Problem description:
Copy the mozjpeg porting thread from "We currently have" through "by function translation.", renaming "donors" to "sponsors".

Page text:
══════════

Porting mozjpeg to Rust ($10k gig)

The specifications are available in parts (see https://stackoverflow.com/questions/8560571/where-can-i-get-free-specifications-of-jpeg-jfif-exif-etc)

For defining “good enough”, we have a few dimenions:

  1. Does it decode all files that mozjpeg can decode? If not, it’s a bug.
  2. Does it report decode errors descriptively? If not, it’s a bug.
  3. Does it encode files with the same resultant quality (DSSIM) as mozjpeg? If not, there’s a math bug somewhere.
  4. Does it decode and encode quickly, within 20% of the speed of mozjpeg? If not, it’s a bug.

As far as API surface and functionality exposed, I think that will be driven by:

  1. Speed. We want zero-cost abstraction in both syncronous and async usage contexts. Decoding from buffered or contiguous memory, memory-mapped file, file descriptor, or IO descriptor (struct with read/seek/pos/write fnptrs) would be important. Also, mozjpeg is currently single-threaded. With a Rust codebase it would be much easier to reason about parallel encoding or decoding.
  2. File size. We would want to match mozjpeg’s encode features.
  3. Backwards compatibility - It would be quite nice to have backwards compatibility with the libjpeg API, even if as a C shim. This is optional, but would expand the potential user base significantly.

I think that a function-by-function review makes sense, but that significant refactoring would be required - too much for a function-by-function translation to work as-is.

We currently have two donors putting up $18k USD, but perhaps we could find more. This is a big project.

1 Like
  1. Let X be a file that is invalid according to the JPEG standard, but mozjpeg manages to decode. Do you require the Rust code to decode X? In the same way mozjpeg decodes it? If so, this means the contractor can’t code against the JPEG standard and has to code against mozjpeg – which would likely imply a function by function translation.

  2. (3 & 4): Do you require this for every file in existence? (If so, this seems impossible to satisfy as one can construct adversarial examples). If not, and it’s only required for “99%” of the files, it seems the contractor would need a set of files to test on.

4 Likes

Hi! I would like to suggest Apriorit for the contractual work, as I have had good experience with them porting the GFWX codec from C++ to Rust, resulting in gfwx-rs. This being said, even if GFWX is not a “simple” codec, a proper JPEG codec implementation like the ones from mozjpeg or libjpeg-turbo is a significant amount of work with years of performance tweaking and stabilization behind it. The core issue here really is SIMD optimization, because that takes a lot of time and money to implement properly for all processor architectures.

I have personally implemented quite a few codecs in the past through the FreeRDP project, and my experience with JPEG has mostly been through my works of reverse engineering the Apple Remote Desktop (ARD) protocol. ARD has a proprietary progressive codec based on JPEG that makes use of the same discrete cosine transform as JPEG, so my experience is mostly with the DCT part.

Anyway, there is one (boring) question that must be asked: how much work would it take to make a version of mozjpeg without setjmp/longjmp, even if it would mean breaking API compatibility? If it’s actually within the range of money currently offered for the gig, it might be worth considering, as it would be a safe bet.

══════════

(Data records)
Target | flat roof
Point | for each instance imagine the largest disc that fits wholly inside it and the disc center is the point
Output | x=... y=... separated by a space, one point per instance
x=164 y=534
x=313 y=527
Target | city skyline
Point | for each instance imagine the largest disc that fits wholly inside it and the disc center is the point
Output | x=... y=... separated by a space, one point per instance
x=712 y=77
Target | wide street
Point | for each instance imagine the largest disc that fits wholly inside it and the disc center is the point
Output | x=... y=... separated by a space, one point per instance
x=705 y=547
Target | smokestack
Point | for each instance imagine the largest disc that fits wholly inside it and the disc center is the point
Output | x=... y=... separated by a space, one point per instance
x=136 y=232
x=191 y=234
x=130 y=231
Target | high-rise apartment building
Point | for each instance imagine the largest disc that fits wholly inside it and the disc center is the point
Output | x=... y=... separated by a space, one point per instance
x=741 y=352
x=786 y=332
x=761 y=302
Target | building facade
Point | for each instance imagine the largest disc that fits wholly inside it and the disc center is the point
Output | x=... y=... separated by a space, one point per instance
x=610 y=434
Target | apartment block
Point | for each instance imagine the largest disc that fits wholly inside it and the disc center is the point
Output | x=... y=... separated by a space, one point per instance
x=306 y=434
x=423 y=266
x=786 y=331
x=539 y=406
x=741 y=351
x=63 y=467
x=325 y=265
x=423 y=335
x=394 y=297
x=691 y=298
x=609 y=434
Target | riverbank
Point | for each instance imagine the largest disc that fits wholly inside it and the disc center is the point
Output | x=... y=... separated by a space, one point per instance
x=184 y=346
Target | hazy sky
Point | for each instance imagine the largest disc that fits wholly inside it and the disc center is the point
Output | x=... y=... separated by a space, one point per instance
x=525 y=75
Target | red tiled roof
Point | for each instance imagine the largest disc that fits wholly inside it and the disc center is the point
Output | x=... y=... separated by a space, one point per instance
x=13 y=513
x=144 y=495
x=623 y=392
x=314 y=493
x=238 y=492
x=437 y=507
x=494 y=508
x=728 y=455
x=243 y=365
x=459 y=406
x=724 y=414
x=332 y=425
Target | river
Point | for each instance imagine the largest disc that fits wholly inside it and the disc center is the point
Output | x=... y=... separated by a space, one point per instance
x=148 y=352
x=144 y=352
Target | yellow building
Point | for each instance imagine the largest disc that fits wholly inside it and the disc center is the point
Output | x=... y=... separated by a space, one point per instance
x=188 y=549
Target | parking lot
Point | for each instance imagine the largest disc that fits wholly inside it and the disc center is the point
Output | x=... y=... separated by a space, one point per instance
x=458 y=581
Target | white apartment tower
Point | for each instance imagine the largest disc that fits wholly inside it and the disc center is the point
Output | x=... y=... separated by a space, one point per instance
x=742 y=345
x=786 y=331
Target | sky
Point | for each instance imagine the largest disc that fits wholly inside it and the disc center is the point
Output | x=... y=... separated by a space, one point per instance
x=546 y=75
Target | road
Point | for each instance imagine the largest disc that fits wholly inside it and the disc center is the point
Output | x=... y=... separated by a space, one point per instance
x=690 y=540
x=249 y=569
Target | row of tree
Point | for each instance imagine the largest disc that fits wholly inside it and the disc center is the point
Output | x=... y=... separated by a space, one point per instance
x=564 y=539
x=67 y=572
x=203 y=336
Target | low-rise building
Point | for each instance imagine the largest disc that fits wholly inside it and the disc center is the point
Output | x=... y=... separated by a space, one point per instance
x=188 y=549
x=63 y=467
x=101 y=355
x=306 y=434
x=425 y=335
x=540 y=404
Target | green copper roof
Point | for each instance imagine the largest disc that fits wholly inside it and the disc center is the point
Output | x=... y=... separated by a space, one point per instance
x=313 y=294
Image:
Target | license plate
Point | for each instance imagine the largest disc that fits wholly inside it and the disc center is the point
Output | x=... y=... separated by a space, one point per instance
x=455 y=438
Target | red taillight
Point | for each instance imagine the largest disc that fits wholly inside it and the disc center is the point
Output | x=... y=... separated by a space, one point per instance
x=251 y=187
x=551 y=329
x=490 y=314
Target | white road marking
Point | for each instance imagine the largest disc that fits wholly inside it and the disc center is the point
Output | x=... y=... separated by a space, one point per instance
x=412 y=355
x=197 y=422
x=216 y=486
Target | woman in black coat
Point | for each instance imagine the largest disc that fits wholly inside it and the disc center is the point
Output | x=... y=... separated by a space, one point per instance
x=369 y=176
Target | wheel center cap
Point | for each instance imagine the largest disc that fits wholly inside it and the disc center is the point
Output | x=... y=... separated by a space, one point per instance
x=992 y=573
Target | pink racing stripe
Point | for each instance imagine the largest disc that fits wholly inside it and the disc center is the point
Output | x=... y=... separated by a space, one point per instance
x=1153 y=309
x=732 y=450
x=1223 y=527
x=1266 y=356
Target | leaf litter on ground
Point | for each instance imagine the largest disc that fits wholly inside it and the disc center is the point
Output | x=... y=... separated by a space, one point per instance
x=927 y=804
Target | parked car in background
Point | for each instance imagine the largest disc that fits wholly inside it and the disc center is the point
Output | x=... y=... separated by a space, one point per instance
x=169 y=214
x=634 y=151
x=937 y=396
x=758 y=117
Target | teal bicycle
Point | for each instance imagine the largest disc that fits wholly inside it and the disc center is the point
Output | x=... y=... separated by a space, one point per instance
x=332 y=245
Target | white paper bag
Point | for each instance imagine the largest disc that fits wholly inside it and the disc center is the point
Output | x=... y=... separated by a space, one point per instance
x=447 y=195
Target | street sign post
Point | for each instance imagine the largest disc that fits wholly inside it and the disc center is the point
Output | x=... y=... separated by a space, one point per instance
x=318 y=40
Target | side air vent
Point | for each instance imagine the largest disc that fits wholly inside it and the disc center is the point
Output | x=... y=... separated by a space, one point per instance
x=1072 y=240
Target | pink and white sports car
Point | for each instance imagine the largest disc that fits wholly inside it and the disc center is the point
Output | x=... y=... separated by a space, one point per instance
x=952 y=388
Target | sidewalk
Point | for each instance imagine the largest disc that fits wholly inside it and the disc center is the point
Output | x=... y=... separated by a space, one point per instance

══════════

Task result:
We currently have two sponsors putting up $18k USD, but perhaps we could find more. This is a big project.

1 Like
  1. Let X be a file that is invalid according to the JPEG standard, but mozjpeg manages to decode. Do you require the Rust code to decode X? In the same way mozjpeg decodes it? If so, this means the contractor can’t code against the JPEG standard and has to code against mozjpeg – which would likely imply a function by function translation.